**TASK OBJECTIVE:** Reproduce exactly the lines from the line containing "Roadside-survey request: point out the fog" through the end of the records below, including both ends, and nothing else.

------------------------

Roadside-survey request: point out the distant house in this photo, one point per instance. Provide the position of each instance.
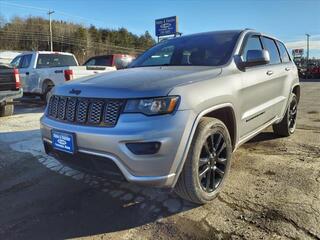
(7, 56)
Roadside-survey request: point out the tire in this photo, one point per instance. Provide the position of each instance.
(7, 109)
(192, 183)
(287, 125)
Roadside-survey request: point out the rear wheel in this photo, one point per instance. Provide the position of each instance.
(287, 125)
(207, 164)
(7, 109)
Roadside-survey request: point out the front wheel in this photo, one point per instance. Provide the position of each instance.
(287, 125)
(207, 164)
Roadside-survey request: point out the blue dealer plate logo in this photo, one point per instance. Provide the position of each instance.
(62, 141)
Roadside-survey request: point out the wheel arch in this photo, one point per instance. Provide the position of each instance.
(224, 111)
(296, 91)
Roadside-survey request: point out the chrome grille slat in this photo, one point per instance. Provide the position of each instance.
(85, 111)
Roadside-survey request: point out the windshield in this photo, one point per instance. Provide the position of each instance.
(209, 49)
(55, 60)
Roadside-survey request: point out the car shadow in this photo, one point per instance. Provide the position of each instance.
(41, 198)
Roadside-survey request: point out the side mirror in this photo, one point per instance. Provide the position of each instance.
(257, 57)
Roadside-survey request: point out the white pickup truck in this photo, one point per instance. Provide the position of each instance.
(40, 71)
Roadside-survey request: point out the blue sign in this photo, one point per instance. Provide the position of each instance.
(166, 26)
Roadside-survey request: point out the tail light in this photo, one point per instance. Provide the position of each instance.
(17, 78)
(68, 74)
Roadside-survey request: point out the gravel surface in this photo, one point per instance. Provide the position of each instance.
(273, 190)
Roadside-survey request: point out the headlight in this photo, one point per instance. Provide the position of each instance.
(152, 106)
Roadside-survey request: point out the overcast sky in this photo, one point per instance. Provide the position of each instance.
(288, 20)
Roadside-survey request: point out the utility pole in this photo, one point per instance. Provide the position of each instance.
(308, 36)
(50, 27)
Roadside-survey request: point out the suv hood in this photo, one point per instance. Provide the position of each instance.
(137, 82)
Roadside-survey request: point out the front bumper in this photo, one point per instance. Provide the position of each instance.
(158, 169)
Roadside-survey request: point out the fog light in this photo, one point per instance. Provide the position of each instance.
(144, 148)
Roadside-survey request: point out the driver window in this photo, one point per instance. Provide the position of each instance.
(16, 62)
(253, 43)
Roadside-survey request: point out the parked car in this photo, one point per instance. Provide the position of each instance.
(174, 118)
(10, 89)
(41, 71)
(120, 61)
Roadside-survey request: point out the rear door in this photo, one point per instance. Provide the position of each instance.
(22, 62)
(290, 70)
(25, 73)
(260, 88)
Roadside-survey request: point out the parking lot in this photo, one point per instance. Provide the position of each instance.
(273, 190)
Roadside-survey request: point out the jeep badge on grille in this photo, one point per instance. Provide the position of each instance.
(75, 91)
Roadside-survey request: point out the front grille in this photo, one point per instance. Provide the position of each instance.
(85, 111)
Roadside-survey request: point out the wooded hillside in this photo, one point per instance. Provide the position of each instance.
(33, 34)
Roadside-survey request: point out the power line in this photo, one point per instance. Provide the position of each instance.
(44, 10)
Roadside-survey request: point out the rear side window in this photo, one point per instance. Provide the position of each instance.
(26, 60)
(55, 60)
(253, 43)
(16, 62)
(270, 45)
(283, 52)
(99, 61)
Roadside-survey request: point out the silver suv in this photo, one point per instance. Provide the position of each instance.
(176, 115)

------------------------

**FINISHED EXERCISE:**
Roadside-survey request: point out the fog light in this photo, one point per instance. Provide the position of each instance.
(144, 148)
Roadside-survey request: point out the driver window in this photo, one point per instance. Provide the position of each instance.
(16, 62)
(253, 43)
Roadside-survey request: point out the parked car in this photo, one point per instance. Provide the position of each instance.
(174, 118)
(10, 89)
(41, 71)
(120, 61)
Roadside-survey request: point out the rear door in this photo, one point per instance. Provide the position of each instance.
(22, 62)
(290, 70)
(25, 73)
(260, 88)
Roadside-survey request: point out the parking lot in this photo, one point per instance. Provide the position of each instance.
(273, 190)
Roadside-survey request: point out the jeep badge on grille in this photo, one point per instance. Provide the position of each instance.
(75, 91)
Roadside-survey request: point out the front grille in this photo, one point per instance. Provide the position of each instance.
(85, 111)
Roadside-survey request: point out the wooded hillside in this photo, one point per instance. Provide the position of each instance.
(33, 34)
Roadside-survey request: point out the power line in this photo, one point per instance. Provide the position of each instance.
(44, 10)
Roadside-survey request: point out the rear side window in this photo, one point per instance. Provide the position of each instance.
(26, 60)
(55, 60)
(253, 43)
(16, 62)
(270, 45)
(283, 52)
(99, 61)
Roadside-survey request: point out the silver suv in this photo, one point per instance. Provide the position of each instance.
(176, 115)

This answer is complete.